▶ **Items from a data source**
┄┄┄┄┄┄
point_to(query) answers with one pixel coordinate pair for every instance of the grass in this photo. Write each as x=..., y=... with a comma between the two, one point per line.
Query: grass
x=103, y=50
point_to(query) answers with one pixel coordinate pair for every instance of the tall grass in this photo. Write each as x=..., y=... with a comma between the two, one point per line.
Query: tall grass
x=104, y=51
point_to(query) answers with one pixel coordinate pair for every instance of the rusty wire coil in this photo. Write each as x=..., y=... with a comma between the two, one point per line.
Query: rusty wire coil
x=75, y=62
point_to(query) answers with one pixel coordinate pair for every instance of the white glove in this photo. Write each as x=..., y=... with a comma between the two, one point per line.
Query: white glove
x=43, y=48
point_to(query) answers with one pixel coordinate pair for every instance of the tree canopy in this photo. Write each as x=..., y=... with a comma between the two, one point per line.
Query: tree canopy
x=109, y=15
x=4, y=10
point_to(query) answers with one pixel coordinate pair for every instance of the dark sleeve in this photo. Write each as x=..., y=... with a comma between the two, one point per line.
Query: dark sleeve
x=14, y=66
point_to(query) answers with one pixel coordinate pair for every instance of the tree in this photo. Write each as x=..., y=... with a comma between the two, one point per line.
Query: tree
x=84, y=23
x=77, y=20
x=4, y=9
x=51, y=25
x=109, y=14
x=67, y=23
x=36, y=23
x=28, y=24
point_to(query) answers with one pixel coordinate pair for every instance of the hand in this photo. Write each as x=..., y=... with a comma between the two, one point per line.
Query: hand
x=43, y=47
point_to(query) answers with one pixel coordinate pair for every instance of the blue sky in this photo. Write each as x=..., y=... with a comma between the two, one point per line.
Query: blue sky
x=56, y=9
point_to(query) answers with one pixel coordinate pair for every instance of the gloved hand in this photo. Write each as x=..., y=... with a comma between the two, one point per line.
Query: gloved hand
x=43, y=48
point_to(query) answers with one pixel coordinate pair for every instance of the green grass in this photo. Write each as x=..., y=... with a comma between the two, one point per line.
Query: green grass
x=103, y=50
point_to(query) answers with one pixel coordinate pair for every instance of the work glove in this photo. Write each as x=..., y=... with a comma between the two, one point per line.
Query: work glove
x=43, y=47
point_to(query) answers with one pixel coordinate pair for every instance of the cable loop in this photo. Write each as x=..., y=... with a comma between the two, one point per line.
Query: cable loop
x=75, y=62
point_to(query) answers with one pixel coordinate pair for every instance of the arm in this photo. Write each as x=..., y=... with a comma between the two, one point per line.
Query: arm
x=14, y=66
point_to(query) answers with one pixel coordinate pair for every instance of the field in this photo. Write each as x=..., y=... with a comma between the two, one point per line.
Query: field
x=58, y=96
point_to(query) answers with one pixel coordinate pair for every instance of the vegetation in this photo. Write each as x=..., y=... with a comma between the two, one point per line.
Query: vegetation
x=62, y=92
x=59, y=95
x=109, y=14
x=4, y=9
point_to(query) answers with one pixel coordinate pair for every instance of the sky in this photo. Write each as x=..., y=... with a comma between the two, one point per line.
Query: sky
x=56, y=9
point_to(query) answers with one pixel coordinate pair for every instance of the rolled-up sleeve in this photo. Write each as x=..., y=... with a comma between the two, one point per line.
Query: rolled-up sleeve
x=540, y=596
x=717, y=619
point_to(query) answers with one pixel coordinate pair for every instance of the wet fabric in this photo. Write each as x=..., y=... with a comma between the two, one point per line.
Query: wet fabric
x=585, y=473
┄┄┄┄┄┄
▶ **WHAT YOU ARE ASKED TO DO**
Rewrite all of the items above so that every "pixel coordinate pair" becomes "coordinate pair". Leave everything else as it is.

▶ **CORRECT RESULT**
point_to(query) answers with one coordinate pair for every instance of the grass in this photo. Write each as x=..., y=... with a comma between the two, one point per line.
Query: grass
x=103, y=50
point_to(query) answers with one coordinate pair for every instance of the tall grass in this photo. Write each as x=..., y=... with a comma between the two, one point per line.
Query: tall grass
x=104, y=51
point_to(query) answers with one coordinate pair for every instance of the rusty wire coil in this photo. Write each as x=..., y=... with a comma between the two, one point per line.
Query: rusty wire coil
x=75, y=62
point_to(query) answers with one coordinate pair for every instance of the white glove in this photo. Write each as x=..., y=... with a comma between the two, one point per line.
Query: white glove
x=43, y=48
point_to(query) answers with one coordinate pair for every instance of the tree canopy in this photo. Write each as x=..., y=... with a comma between the two, one point per line.
Query: tree canopy
x=109, y=15
x=4, y=10
point_to(query) answers with one coordinate pair for every instance of the dark sleeve in this photo. Write each as x=..., y=... with a comma between the two, one point per line.
Query: dark sleeve
x=14, y=66
point_to(query) answers with one coordinate pair for every instance of the tree in this photo. Write each as x=..., y=... with a comma between the two, one point per line.
Query: tree
x=84, y=23
x=77, y=20
x=4, y=9
x=51, y=25
x=109, y=14
x=67, y=23
x=36, y=23
x=28, y=24
point_to(query) answers with one coordinate pair for every instance of the hand in this photo. Write each as x=..., y=... with a comma between the two, one point per line.
Query: hand
x=43, y=47
point_to(query) answers with one coordinate pair for every instance of the blue sky in this photo. Write each as x=..., y=... with a comma between the two, one point per line.
Query: blue sky
x=56, y=9
point_to(query) answers with one coordinate pair for every instance of the gloved hand in this photo. Write each as x=..., y=... with a comma between the two, one point per line.
Query: gloved hand
x=43, y=48
point_to(query) answers with one coordinate pair for every instance of the green grass in this photo. Write each as x=..., y=... with a comma between the two, one point per line.
Query: green grass
x=103, y=50
point_to(query) answers with one coordinate pair for every instance of the work glove in this photo. Write each as x=..., y=... with a comma between the two, one point per line.
Query: work glove
x=43, y=47
point_to(query) answers with one coordinate pair for every instance of the cable loop in this photo. Write each as x=..., y=... with a comma between the two, one point per line.
Query: cable loop
x=75, y=62
point_to(query) answers with one coordinate pair for every instance of the arm in this photo. Write each as x=..., y=... with a comma between the two, one point per line.
Query: arm
x=14, y=66
point_to(query) answers with one coordinate pair for every instance of the field in this photo. Write each as x=..., y=... with a comma between the two, one point per line.
Query: field
x=58, y=96
point_to(query) answers with one coordinate pair for every instance of the vegetation in this photo. Write each as x=..., y=... with a comma between the two, one point per line.
Query: vegetation
x=62, y=92
x=59, y=95
x=109, y=14
x=4, y=9
point_to(query) answers with one coordinate pair for every instance of the sky in this photo. Write each as x=..., y=... with a comma between the two, one point per line.
Query: sky
x=56, y=9
point_to(query) answers with one coordinate pair for every instance of the rolled-up sleeve in this photo. Write each as x=..., y=... with a comma between the two, one point per line.
Query: rolled-up sleeve
x=540, y=596
x=717, y=619
point_to(query) answers with one coordinate pair for every instance of the wet fabric in this photo. Write each as x=..., y=... with a comma between the two, one point per line.
Query: wet fabric
x=585, y=473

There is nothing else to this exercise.